▶ **Work instructions**
Each line from the one containing "Target: orange ground equipment" through the end of the data must be retyped exactly, and no other line.

_ _ _ _

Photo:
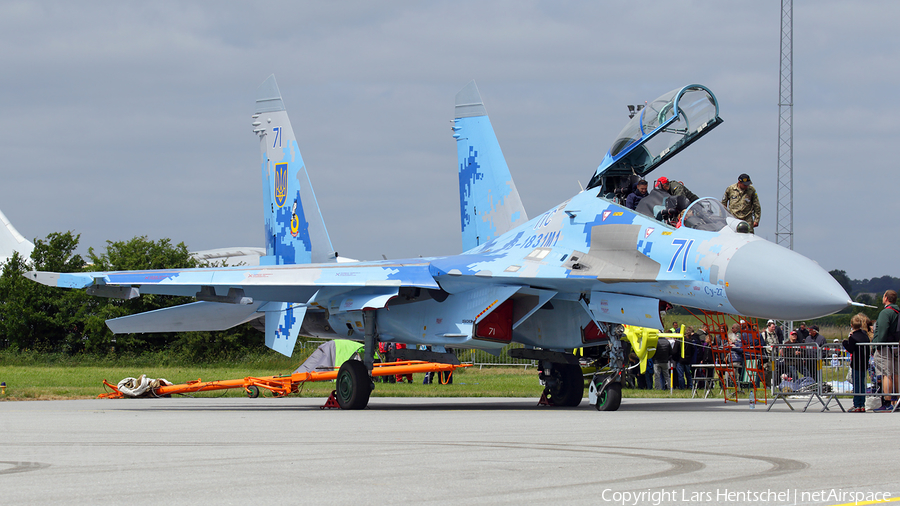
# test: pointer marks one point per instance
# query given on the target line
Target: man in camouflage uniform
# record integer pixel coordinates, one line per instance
(675, 188)
(742, 201)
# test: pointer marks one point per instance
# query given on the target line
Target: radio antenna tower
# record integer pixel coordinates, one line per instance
(784, 219)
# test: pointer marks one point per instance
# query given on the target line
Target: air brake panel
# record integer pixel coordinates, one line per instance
(592, 334)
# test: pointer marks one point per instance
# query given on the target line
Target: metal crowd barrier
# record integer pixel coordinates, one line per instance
(805, 371)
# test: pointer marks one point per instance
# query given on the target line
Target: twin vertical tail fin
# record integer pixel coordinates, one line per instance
(294, 227)
(489, 202)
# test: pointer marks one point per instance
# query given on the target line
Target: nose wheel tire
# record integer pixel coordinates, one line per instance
(610, 398)
(353, 385)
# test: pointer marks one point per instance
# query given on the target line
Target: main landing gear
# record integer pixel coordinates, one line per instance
(605, 391)
(353, 385)
(563, 384)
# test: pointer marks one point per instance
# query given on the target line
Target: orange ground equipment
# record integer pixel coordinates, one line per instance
(283, 385)
(730, 378)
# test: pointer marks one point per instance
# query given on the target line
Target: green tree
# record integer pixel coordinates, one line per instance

_ _ _ _

▶ **Reply**
Target: orange ground equipment
# record integer pixel coordinates, one line per instance
(283, 385)
(730, 378)
# test: pointer marks one point per instance
# query given on the target line
Target: green tree
# record integer pixel coordinates, one line per instance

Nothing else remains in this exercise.